TASK BRIEF:
Rewrite the data below with "soccer ball" replaced by "football" everywhere and everything else unchanged, leaving out the pictures.

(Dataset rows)
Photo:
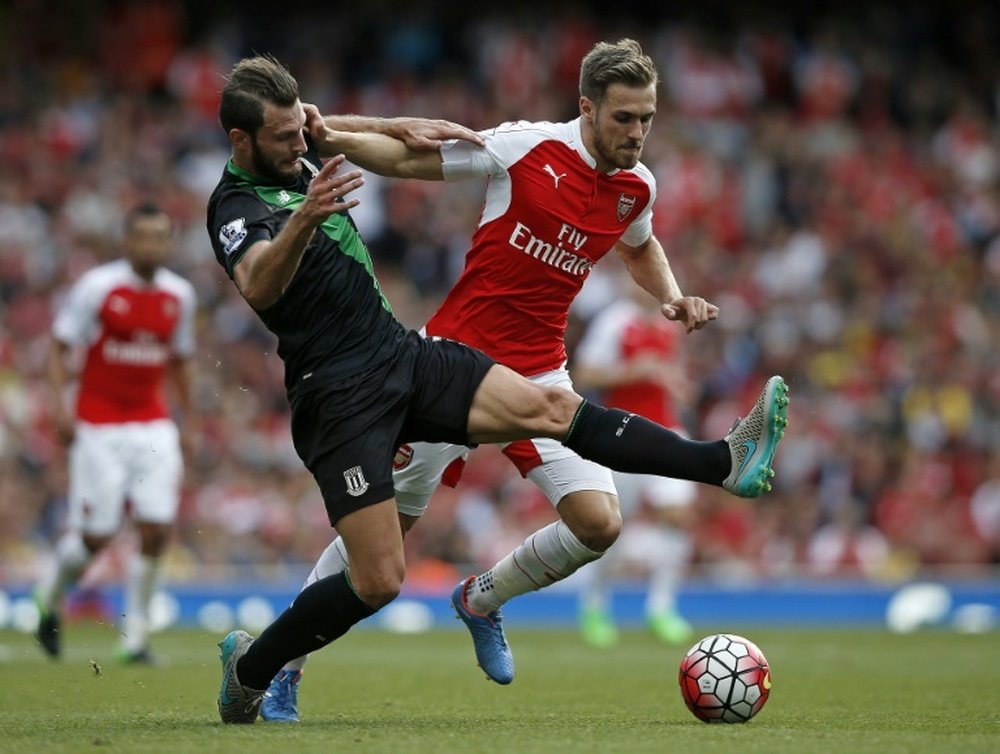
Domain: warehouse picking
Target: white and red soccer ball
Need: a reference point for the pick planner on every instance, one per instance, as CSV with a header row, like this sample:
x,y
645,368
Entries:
x,y
724,678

TASK OUTPUT:
Photo:
Domain: warehouse picking
Target: white and red football
Need: a reference point for the pick planner on every instance, one per instance, as CSV with a header row, like this sample:
x,y
645,368
Entries:
x,y
724,678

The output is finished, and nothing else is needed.